• _Texto proporcionado_
A mediados del siglo XIX, el Reino de Dinamarca observaba su pasado con melancolía. La historia de sus dos siglos precedentes estaba marcada por el empequeñecimiento. Si antaño llegó a ocupar las dos orillas del Báltico, gracias a su dominio sobre una significativa porción de Escania, hoy el ímpetu de Suecia lo había convertido en un mero recuerdo. Y si una vez se irguió como la metrópoli de los agrestes fiordos noruegos, aquellas tierras y gentes habían roto el vínculo muchos años atrás.
Dinamarca, pequeña nación, lo era cada vez más.
De ahí que sus clases dirigentes tuvieran una particular obsesión con Schleswig y Holstein, dos pequeños ducados bajo la soberanía de su monarca, Federico VII, pero ajenos a la unidad del reino. Por aquel entonces, tanto Dinamarca como Europa iniciaban un largo idilio con el ideal romántico y nacional. La idea de soberanías fragmentadas, tan afín a los tiempos medievales y tan persistente durante los primeros compases de la modernidad, parecía antigua e insuficiente para responder al anhelo de los estados modernos, funcionales y unificados.
¿Cómo podía una Dinamarca constitucional y nacional, promulgada como tal durante las revoluciones de 1848, convivir con un anacronismo tan evidente como el vasallaje o las soberanías monárquicas? Se trataba de un imposible. Para la joven nación danesa no existía la Dinamarca del reino y las tierras del rey danés. Existía Dinamarca. De modo que Schleswig y Holstein debían quedar bajo el amparo de su unidad y soberanía nacional, y no bajo el control directo de un monarca absoluto, a la sazón el suyo propio. Así lo fijaba el nuevo texto constitucional.
Las revoluciones de 1848 marcaron un punto de no retorno para todos los estados europeos. El modelo fijado por el Congreso de Viena no respondía a las demandas de la creciente burguesía, a las necesidades de un estado cada vez más burocratizado o a las exigencias de una economía donde la propiedad, y no las tradicionales relaciones estamentales, marcaba el camino. Había que cambiar. El proceso fue lento, traumático y en muchos sentidos fallido. Y en aquel camino convivieron a un tiempo modelos sociales y políticos antagónicos. En ocasiones frontera a frontera.
Por aquel entonces, los dispersos territorios de habla germana atravesaban su propio proceso de evolución y transformación. Las revoluciones de mitad de siglo coincidieron con una toma de conciencia nacional azuzada por los poetas románticos, los incipientes periódicos e intelectuales de toda condición. En 1848, el recién constituido Parlamento de Frankfurt ofreció la corona de "todos los alemanes" al rey de Prusia, Federico Guillermo IV. Su rechazo postergaría la unificación de Alemania dos décadas. No se podían pisar los derechos de los príncipes alemanes, explicaría.

Registros sin procesar
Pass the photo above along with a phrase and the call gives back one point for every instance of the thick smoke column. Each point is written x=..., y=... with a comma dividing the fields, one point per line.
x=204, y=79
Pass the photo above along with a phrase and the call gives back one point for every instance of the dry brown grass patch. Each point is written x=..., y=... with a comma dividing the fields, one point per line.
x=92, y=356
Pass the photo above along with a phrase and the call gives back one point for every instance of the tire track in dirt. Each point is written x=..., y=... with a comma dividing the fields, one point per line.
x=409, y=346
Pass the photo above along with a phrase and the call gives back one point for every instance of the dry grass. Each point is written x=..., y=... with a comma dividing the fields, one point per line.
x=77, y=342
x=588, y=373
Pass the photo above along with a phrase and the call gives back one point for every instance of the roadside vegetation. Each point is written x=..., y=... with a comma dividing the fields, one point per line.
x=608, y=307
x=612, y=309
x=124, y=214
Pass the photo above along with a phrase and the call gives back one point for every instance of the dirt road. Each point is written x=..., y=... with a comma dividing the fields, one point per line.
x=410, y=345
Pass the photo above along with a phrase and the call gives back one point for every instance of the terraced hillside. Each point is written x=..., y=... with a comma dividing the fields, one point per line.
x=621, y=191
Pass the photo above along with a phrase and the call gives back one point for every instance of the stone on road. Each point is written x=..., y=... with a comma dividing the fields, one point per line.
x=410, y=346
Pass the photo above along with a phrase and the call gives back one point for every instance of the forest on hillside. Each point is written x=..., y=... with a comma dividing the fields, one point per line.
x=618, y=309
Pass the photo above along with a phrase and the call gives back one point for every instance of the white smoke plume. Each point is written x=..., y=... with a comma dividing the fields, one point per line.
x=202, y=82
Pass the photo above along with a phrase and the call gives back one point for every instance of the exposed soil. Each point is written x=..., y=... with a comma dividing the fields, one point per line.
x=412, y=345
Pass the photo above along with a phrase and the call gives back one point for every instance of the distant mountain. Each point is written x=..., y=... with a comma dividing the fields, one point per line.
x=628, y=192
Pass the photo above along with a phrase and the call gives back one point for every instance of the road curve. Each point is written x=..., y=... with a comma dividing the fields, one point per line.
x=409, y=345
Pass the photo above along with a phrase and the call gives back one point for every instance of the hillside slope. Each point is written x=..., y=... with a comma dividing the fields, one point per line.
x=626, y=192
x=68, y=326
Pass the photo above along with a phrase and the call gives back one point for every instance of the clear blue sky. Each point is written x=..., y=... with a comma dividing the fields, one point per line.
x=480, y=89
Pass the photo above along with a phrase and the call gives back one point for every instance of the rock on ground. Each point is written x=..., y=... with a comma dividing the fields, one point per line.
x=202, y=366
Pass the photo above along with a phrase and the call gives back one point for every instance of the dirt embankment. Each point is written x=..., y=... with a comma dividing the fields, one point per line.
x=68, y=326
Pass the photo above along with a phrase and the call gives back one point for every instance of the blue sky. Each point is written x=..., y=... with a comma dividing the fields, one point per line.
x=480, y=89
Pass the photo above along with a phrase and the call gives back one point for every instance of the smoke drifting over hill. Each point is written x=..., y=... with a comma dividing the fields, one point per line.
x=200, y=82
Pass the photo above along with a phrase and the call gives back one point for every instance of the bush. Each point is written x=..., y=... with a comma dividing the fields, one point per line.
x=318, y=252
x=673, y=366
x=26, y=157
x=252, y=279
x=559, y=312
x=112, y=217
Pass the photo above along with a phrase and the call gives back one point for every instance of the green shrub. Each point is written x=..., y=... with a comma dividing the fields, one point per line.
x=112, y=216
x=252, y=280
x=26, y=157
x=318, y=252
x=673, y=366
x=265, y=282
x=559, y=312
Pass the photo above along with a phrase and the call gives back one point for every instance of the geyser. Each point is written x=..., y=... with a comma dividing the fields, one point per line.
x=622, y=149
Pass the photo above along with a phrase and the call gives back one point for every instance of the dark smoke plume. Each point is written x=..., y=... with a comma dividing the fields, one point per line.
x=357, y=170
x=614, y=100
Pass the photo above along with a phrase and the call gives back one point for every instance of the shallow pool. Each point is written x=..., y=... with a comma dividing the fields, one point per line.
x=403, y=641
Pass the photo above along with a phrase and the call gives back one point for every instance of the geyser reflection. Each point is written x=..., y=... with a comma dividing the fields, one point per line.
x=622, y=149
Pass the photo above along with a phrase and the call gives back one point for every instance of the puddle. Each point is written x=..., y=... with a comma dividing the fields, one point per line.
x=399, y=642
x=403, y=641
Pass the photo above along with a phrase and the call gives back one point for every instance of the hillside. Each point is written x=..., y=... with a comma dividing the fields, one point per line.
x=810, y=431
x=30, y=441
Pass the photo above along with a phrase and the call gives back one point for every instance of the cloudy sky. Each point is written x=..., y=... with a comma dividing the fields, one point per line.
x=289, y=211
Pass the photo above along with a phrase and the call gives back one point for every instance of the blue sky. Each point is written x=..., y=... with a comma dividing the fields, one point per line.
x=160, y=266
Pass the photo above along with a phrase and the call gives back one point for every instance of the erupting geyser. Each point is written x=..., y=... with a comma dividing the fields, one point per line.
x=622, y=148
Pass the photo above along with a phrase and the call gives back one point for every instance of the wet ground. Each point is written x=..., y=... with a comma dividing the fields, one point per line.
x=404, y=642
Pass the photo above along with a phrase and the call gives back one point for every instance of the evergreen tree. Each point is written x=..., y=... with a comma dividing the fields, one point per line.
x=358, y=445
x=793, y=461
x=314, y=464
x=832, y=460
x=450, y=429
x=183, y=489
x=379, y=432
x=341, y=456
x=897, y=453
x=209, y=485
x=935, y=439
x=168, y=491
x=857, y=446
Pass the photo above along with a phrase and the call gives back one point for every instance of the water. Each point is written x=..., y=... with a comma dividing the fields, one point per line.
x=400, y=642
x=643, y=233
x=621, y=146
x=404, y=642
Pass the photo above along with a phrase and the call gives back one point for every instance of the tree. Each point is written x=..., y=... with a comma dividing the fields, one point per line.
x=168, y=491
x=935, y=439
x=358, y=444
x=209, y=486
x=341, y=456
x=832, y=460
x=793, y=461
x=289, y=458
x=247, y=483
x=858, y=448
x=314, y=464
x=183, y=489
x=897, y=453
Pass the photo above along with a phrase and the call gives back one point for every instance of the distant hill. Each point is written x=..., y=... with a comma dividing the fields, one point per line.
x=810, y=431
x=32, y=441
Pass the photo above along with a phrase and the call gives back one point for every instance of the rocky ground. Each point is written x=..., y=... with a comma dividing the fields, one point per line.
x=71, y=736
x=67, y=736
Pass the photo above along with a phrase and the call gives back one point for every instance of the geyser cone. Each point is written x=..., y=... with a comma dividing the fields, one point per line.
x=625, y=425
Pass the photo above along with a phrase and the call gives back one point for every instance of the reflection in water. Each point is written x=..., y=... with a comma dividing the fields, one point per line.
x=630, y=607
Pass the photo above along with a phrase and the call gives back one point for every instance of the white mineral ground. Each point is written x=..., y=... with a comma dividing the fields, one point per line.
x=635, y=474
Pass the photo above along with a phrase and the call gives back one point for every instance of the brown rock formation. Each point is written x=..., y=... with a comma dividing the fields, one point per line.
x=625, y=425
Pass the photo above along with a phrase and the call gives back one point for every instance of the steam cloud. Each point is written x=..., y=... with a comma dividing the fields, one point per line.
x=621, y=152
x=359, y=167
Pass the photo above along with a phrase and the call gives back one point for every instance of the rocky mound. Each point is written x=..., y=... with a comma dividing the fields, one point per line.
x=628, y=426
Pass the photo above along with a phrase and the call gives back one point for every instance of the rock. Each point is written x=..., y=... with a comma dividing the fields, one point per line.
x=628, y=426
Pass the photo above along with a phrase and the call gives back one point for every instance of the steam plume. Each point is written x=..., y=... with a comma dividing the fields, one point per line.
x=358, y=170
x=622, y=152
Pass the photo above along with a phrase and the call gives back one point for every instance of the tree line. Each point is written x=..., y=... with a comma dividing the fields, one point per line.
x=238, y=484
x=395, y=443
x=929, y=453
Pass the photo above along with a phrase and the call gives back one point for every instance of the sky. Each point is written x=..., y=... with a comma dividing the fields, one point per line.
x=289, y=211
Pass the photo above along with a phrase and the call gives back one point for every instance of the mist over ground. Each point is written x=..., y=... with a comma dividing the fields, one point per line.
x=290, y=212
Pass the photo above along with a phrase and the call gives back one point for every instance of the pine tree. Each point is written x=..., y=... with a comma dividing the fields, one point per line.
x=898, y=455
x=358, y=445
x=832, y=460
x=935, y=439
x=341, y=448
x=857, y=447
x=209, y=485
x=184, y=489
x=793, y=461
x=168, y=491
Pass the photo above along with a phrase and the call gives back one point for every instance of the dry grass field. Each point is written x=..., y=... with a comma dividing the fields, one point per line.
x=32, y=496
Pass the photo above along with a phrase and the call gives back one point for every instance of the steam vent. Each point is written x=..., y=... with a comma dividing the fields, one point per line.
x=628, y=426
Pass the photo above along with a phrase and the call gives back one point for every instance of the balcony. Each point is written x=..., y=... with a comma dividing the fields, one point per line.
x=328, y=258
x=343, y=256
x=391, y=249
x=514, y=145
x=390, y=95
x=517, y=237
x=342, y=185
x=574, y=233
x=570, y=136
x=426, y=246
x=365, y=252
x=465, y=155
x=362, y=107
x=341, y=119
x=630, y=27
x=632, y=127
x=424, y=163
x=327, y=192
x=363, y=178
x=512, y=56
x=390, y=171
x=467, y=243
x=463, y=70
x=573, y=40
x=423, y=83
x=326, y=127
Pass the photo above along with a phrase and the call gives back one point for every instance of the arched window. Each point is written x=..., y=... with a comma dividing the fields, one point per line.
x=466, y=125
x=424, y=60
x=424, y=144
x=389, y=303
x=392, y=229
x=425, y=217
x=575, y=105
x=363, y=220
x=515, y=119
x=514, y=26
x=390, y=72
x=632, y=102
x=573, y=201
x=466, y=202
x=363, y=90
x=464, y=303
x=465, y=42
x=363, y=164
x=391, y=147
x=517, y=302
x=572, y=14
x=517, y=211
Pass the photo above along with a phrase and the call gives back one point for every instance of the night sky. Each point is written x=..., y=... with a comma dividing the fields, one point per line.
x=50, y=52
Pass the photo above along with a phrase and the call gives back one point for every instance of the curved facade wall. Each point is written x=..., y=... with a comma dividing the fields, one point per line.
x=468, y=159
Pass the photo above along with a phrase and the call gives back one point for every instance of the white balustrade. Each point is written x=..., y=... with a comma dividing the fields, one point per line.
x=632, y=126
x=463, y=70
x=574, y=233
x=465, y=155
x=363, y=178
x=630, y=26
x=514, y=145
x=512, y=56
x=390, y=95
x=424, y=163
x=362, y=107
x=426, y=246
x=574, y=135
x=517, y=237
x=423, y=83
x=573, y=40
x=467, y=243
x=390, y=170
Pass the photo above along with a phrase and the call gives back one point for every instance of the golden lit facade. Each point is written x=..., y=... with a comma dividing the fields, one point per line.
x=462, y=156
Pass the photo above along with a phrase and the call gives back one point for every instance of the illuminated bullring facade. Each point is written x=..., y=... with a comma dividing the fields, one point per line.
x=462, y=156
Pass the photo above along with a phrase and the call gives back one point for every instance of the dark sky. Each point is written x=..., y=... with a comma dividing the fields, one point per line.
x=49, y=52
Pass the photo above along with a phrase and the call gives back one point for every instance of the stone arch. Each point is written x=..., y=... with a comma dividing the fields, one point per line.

• _Completa lo siguiente_
[a] Transcribe sin ningún cambio el trozo del texto sobre Dinamarca que arranca con las palabras "Por aquel entonces, los" y acaba con "príncipes alemanes, explicaría.".
[b] Según el texto sobre Dinamarca, ¿por qué las clases dirigentes danesas tenían una obsesión especial con Schleswig y Holstein? Contesta en una a tres oraciones.

• _Respuestas del ejercicio_
[a]
Por aquel entonces, los dispersos territorios de habla germana atravesaban su propio proceso de evolución y transformación. Las revoluciones de mitad de siglo coincidieron con una toma de conciencia nacional azuzada por los poetas románticos, los incipientes periódicos e intelectuales de toda condición. En 1848, el recién constituido Parlamento de Frankfurt ofreció la corona de "todos los alemanes" al rey de Prusia, Federico Guillermo IV. Su rechazo postergaría la unificación de Alemania dos décadas. No se podían pisar los derechos de los príncipes alemanes, explicaría.

[b] Porque Dinamarca llevaba dos siglos haciéndose cada vez más pequeña. Por el empuje de Suecia, su dominio sobre las dos orillas del Báltico había quedado en un simple recuerdo, y Noruega había roto el vínculo con ella muchos años atrás.